__Document__
The Maltese capital has had a sensational makeover. Perhaps it’s to do with coming up to a big birthday. At over 450 years old, Valletta could be accused of going through a mid-life crisis.
Essential information:
Population: 199,000
Foreign visitors per year: 1 million
Languages: Maltese, English, Italian
Unit of currency: euro (€)
Cost index: cup of coffee €1 (US$1.40), hotel double for a night from €30 (US$40), short taxi ride €10 (US$14), pastizz (traditional pastry) €0.30 (US$0.40)
Why go ASAP?
You haven’t been to Valletta? If not, this oversight must be righted. As soon as possible. Thankfully you’re timing it right: the Maltese capital has had a sensational makeover.
Perhaps it’s to do with coming up to a big birthday. At over 450 years old, Valletta could be accused of going through a mid-life crisis. Over the past few years, it’s had a thorough overhaul, with architectural botox aplenty, not all of it to the local taste. The injection of contemporary architecture includes Renzo Piano’s graceful new gateway to the city, the Italian architect’s parliament building, faced with laser-cut stonework, and his open-air auditorium, a metal skeleton built atop the Opera House ruins.

This tiny capital is limited by geography, sitting as it does on a small, almost-island peninsula, so it’s never had the facility to sprawl inelegantly outwards. Valletta has thus stayed remarkably trim, with its unspoilt 17th-century buildings lining a beautifully laid-out grid of streets, at the end of which you can glimpse the cobalt sea. The contrast between the old and the new is what makes Renzo Piano’s new additions all the more startling. Visit and make up your own mind.

But the other reason that you should visit as soon as possible is that the city commemorated 450 years since the Great Siege. In 1565, a paltry number of Maltese Christian knights battled an army of marauding Turks, with much carnage, dirty tricks and bloodshed on both sides. This remembrance was particularly strong on 8 September, National Day, which is preceded by a special mass and literary evening the previous night.
Festivals & Events:
Valletta was built and decorated during the 17th century, and celebrates its all-out baroqueness via the International Baroque Festival, centred on the ornate Manuel Theatre and St John’s Cathedral for the second half of January.

The Valletta Jazz Festival is held in July against the backdrop of Valletta’s Grand Harbour, with international and local artists jamming and playing every type of jazz, from flamenco fusion to traditional.

__Actions to take__
• 1. Say whether each statement agrees with the Valletta travel piece, answering yes or no and quoting the words of the text that decide it: (a) The Valletta Jazz Festival is held in July. (b) The International Baroque Festival takes place in the first half of January. (c) All of the new architecture in Valletta has suited local taste.
• 2. Turn everything in the listing from the line containing "the axe pick" down to the end of the listing into a JSON list of strings, one string per line, leaving out blank lines.

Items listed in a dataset
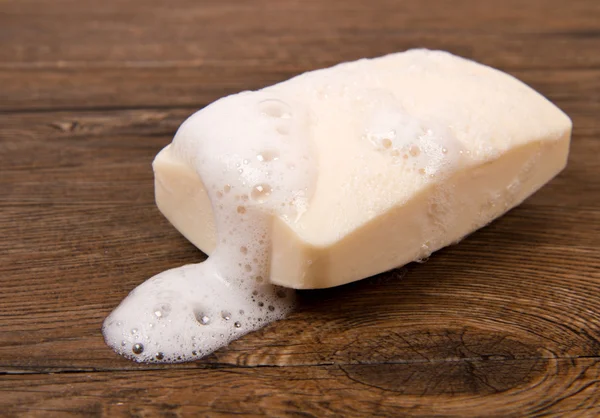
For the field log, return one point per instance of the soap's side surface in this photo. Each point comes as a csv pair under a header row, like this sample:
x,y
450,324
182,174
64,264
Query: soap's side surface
x,y
377,203
182,198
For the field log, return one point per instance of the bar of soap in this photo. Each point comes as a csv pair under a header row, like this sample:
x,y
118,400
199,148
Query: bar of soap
x,y
413,151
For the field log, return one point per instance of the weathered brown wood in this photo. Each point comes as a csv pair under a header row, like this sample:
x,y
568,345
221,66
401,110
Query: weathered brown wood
x,y
507,323
548,387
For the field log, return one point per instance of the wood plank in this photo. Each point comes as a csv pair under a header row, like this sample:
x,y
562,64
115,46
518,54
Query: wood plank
x,y
464,388
209,49
506,323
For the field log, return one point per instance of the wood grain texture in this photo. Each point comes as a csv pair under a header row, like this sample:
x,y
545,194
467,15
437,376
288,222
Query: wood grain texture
x,y
506,323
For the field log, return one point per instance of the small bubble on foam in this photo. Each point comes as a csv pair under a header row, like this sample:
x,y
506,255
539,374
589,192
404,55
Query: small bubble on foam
x,y
267,156
282,130
261,192
162,311
202,318
275,109
137,348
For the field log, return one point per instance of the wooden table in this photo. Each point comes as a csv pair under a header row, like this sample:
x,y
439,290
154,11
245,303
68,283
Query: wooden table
x,y
507,323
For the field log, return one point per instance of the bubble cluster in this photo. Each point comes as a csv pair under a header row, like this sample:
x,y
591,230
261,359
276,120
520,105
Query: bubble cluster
x,y
426,147
259,167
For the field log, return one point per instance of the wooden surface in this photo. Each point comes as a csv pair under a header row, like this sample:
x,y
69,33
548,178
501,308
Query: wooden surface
x,y
507,323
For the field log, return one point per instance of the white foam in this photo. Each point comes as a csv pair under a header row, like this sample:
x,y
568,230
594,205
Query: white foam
x,y
253,154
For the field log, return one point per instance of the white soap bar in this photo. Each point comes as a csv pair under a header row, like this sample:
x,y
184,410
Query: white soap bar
x,y
414,151
328,178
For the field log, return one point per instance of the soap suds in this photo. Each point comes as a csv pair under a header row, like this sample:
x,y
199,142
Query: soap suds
x,y
255,167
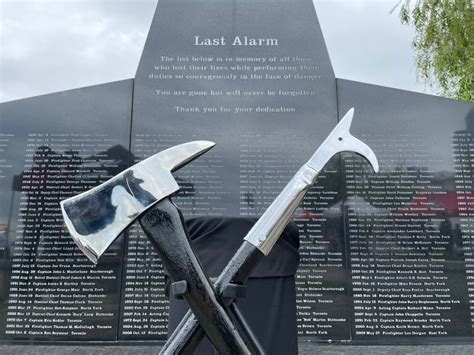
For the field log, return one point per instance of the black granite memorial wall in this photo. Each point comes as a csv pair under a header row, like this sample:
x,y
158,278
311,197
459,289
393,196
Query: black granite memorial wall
x,y
384,258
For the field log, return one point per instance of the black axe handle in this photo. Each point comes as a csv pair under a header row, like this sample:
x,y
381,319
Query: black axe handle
x,y
163,224
188,334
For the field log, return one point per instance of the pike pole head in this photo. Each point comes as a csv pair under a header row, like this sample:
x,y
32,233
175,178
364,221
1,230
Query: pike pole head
x,y
341,140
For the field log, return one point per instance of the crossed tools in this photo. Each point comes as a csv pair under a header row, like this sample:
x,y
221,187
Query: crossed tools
x,y
97,217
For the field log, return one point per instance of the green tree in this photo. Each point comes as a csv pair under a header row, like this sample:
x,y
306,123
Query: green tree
x,y
444,43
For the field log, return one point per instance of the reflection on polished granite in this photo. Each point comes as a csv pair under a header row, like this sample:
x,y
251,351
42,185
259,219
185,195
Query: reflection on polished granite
x,y
304,349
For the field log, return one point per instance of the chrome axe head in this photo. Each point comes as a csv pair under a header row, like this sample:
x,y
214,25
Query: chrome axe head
x,y
96,217
341,140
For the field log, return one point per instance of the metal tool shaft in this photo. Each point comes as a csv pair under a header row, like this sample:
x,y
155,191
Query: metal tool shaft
x,y
265,233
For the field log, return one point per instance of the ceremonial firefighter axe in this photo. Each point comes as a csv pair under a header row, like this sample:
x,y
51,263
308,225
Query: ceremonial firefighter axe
x,y
96,218
264,234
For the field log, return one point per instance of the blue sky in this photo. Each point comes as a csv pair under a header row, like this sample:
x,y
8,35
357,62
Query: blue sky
x,y
48,46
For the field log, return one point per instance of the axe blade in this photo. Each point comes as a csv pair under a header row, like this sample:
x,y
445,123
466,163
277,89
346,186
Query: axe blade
x,y
96,217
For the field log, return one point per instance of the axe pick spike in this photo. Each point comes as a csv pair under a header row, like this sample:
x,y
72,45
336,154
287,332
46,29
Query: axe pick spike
x,y
96,217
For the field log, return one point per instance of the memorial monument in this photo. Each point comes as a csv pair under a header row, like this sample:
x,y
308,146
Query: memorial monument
x,y
385,258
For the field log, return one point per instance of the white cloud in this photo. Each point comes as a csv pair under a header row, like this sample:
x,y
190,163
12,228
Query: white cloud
x,y
48,45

__Responses to the tasks__
• 1.
(a) Yes: "The Valletta Jazz Festival is held in July against the backdrop of Valletta’s Grand Harbour"
(b) No: "for the second half of January"
(c) No: "not all of it to the local taste"

• 2.
[
  "For the field log, return one point per instance of the axe pick spike in this photo. Each point comes as a csv pair under a header row, like this sample:",
  "x,y",
  "72,45",
  "336,154",
  "287,332",
  "46,29",
  "Query: axe pick spike",
  "x,y",
  "96,217",
  "For the field log, return one point per instance of the memorial monument in this photo. Each point comes as a csv pair under a header row, like this sample:",
  "x,y",
  "308,146",
  "Query: memorial monument",
  "x,y",
  "385,258",
  "For the field log, return one point per instance of the white cloud in this photo. Each point comes as a csv pair under a header row, like this sample:",
  "x,y",
  "190,163",
  "12,228",
  "Query: white cloud",
  "x,y",
  "48,45"
]